┌─ SOURCE RECORDS
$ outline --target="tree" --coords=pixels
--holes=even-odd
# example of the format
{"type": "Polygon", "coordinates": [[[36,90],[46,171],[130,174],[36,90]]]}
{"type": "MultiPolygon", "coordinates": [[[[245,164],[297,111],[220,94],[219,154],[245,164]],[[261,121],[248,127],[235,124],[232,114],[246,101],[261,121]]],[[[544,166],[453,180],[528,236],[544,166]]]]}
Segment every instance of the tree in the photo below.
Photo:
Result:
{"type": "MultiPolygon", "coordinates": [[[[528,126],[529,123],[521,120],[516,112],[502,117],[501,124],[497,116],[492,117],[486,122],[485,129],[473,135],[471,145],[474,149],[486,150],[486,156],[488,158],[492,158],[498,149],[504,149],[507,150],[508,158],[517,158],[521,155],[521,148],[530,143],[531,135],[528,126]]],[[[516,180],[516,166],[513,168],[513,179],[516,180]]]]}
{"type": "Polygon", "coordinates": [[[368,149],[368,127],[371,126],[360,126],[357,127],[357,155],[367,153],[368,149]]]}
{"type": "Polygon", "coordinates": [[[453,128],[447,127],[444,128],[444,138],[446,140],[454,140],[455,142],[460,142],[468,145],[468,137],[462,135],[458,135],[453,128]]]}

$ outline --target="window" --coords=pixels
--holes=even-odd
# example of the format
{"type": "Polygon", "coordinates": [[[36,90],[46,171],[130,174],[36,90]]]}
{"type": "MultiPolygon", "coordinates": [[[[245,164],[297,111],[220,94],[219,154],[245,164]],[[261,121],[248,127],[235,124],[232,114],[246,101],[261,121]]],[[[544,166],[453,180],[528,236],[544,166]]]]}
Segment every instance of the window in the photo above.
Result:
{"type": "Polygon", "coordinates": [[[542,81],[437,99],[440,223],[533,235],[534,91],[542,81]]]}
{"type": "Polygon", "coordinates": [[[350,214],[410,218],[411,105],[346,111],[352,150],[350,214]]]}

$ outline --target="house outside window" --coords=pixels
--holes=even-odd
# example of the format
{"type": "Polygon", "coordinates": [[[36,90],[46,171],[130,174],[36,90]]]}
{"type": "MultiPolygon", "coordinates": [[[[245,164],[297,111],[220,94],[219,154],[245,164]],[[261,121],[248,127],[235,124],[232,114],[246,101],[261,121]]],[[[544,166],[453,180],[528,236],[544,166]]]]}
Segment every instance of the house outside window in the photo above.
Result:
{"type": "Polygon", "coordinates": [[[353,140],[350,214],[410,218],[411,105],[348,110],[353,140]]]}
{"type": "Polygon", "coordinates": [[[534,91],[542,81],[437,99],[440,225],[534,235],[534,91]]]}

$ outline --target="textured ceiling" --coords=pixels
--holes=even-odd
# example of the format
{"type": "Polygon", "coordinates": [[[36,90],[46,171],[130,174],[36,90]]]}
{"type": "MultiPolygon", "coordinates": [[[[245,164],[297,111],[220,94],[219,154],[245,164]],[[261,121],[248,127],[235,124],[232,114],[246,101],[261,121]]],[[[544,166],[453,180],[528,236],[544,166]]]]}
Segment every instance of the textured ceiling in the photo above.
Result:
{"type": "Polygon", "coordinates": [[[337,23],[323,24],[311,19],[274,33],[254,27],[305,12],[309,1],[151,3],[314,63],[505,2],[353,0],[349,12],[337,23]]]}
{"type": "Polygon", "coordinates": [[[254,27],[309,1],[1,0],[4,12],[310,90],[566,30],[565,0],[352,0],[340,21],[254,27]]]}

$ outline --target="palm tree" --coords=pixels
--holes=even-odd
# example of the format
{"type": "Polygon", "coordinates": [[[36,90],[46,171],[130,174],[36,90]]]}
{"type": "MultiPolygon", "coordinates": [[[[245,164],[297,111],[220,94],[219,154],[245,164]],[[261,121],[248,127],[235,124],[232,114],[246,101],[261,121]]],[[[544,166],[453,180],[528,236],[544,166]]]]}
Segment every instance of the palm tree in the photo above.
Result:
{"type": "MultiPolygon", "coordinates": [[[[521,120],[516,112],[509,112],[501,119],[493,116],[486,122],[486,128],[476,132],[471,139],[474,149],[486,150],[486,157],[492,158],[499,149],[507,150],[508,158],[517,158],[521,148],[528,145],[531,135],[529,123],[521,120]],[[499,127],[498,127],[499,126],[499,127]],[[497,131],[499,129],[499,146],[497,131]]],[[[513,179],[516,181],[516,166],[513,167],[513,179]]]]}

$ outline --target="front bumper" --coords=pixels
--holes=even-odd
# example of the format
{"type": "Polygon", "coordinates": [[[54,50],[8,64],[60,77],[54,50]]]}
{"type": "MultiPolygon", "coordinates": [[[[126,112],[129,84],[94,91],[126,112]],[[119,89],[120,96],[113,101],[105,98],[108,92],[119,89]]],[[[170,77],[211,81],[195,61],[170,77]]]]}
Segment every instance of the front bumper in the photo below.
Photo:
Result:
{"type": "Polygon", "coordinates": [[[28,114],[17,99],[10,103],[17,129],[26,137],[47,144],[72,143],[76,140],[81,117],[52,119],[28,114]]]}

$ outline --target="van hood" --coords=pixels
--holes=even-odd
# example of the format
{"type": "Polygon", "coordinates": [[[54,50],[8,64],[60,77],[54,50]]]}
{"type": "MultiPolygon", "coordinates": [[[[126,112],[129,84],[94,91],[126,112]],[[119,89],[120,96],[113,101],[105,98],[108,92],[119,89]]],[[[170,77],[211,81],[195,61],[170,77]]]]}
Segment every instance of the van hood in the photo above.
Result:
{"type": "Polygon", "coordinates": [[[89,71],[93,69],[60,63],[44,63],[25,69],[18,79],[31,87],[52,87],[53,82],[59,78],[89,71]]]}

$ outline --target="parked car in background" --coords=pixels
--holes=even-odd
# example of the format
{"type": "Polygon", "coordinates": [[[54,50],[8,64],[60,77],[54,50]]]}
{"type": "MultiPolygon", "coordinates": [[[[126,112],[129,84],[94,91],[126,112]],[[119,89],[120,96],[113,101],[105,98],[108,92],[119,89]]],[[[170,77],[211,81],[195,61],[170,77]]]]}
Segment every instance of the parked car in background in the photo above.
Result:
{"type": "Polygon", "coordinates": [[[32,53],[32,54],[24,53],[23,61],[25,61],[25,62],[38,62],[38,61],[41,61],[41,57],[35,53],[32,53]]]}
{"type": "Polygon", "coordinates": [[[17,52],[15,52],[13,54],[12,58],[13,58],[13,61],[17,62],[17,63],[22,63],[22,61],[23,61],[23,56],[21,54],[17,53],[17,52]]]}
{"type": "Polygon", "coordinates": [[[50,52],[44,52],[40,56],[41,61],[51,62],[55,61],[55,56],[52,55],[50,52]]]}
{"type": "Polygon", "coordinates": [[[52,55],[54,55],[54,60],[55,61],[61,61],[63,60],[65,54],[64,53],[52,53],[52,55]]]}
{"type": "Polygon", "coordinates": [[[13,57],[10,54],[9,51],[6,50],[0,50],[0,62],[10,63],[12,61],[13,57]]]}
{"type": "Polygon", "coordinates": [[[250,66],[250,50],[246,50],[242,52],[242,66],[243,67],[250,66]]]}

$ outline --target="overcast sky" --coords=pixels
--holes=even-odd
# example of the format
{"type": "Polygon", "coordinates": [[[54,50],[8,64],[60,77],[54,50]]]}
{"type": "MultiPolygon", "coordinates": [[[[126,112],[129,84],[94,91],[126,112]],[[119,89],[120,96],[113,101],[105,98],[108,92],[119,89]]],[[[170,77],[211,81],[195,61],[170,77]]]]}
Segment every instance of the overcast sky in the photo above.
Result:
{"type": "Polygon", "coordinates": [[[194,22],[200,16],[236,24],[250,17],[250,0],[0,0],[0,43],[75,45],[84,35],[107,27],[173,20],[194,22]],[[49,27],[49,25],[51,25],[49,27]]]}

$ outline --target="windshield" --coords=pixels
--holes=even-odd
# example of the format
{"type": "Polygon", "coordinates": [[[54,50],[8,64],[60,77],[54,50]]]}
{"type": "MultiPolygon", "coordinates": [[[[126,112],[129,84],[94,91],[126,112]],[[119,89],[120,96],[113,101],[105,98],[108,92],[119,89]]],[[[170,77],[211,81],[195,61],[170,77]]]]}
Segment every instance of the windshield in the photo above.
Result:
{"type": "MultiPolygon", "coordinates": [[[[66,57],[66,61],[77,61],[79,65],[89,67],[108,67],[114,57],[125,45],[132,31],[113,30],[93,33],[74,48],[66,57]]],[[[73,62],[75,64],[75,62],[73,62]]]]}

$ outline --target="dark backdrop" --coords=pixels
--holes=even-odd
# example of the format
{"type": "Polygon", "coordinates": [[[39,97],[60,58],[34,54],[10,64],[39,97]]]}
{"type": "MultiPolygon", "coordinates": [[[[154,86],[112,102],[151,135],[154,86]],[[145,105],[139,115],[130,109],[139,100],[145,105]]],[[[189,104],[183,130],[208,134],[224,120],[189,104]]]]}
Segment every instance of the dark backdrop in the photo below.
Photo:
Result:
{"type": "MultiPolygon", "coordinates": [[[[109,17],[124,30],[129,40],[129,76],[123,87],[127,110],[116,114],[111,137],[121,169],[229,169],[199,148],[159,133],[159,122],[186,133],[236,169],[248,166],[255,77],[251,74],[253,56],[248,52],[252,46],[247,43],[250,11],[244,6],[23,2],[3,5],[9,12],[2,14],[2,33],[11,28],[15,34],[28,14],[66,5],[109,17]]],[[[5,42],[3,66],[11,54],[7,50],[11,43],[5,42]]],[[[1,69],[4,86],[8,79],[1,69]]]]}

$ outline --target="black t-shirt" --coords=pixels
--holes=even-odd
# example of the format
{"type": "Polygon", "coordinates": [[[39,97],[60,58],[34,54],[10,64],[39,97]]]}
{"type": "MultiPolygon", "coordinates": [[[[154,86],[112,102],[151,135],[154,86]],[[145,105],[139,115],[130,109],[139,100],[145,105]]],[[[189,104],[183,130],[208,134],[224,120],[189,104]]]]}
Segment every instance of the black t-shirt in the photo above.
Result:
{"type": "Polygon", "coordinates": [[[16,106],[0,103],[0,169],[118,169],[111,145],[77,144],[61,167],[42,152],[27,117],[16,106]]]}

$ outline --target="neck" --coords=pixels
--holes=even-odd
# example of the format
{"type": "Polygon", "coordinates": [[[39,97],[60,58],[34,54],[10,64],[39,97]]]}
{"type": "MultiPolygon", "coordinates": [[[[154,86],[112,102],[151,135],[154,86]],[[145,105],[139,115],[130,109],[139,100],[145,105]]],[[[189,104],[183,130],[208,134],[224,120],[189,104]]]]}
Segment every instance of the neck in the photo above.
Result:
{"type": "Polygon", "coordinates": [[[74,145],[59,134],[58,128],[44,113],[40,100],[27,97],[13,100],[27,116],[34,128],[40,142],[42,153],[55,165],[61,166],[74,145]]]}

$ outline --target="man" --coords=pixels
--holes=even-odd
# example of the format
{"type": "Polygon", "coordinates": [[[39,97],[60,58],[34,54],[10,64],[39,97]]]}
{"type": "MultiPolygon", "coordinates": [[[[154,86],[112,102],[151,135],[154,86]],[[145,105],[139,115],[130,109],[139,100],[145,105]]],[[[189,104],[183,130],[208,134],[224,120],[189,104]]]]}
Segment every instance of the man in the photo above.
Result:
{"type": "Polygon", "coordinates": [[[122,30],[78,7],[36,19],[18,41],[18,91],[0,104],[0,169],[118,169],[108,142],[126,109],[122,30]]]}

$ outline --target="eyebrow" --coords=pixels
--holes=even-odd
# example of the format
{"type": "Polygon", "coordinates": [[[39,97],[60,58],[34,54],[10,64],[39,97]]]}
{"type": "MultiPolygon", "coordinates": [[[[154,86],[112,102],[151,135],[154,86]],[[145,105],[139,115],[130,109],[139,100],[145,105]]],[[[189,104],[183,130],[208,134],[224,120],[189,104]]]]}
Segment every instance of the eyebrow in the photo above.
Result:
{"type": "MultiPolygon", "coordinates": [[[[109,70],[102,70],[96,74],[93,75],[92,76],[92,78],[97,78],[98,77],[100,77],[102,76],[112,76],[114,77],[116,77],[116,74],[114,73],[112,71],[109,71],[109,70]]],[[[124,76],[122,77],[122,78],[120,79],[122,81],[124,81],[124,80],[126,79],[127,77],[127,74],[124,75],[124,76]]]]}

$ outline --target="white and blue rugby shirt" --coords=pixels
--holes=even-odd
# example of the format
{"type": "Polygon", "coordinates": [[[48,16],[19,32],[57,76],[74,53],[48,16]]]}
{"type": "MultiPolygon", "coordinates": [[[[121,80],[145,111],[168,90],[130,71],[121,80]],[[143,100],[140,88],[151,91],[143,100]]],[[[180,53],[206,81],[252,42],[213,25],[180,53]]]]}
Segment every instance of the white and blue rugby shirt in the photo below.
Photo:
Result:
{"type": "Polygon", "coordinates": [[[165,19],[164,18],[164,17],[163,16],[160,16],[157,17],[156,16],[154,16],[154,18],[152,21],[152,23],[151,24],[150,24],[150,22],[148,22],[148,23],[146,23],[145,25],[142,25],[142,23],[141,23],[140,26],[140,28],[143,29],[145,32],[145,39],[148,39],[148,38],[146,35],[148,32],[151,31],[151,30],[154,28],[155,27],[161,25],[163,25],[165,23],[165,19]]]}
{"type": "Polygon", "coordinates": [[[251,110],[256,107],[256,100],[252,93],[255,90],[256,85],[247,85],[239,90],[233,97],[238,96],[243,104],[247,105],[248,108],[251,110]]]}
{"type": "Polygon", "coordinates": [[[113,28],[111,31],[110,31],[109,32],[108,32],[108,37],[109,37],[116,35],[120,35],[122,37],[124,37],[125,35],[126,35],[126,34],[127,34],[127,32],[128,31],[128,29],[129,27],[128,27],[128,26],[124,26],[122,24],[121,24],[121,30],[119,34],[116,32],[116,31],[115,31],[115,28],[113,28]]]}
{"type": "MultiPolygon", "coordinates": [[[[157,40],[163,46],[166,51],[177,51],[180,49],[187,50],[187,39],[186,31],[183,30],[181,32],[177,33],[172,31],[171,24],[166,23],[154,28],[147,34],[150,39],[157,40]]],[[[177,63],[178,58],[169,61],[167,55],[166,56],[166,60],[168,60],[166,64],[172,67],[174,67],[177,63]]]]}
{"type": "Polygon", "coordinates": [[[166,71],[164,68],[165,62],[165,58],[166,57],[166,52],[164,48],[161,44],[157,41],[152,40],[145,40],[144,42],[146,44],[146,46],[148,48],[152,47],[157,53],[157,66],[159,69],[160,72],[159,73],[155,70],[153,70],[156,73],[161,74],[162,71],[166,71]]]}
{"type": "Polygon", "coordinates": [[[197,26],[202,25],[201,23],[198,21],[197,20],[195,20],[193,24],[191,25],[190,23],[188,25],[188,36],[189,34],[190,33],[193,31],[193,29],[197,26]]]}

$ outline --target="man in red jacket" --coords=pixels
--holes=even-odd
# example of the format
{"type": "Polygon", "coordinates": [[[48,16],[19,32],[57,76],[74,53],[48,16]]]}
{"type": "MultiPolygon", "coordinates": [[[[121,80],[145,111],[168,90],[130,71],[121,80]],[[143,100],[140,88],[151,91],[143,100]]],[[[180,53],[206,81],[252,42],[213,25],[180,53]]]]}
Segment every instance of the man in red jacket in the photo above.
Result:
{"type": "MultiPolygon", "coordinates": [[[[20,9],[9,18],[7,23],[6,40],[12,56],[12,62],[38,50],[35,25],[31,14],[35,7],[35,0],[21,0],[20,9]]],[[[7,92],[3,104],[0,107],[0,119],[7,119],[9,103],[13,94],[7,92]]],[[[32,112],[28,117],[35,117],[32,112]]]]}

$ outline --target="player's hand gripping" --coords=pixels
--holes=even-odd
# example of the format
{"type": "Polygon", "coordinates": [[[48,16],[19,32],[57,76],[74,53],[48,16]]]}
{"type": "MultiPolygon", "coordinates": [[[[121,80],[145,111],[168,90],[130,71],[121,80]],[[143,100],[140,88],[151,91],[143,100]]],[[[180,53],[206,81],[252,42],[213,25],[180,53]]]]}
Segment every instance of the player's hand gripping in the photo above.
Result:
└─
→ **REQUIRED TASK**:
Which lines in the listing above contain the word "ceiling"? Show each of them in full.

→ **PROBLEM SOLUTION**:
$ outline --target="textured ceiling" --coords=pixels
Segment every instance of the textured ceiling in the photo above.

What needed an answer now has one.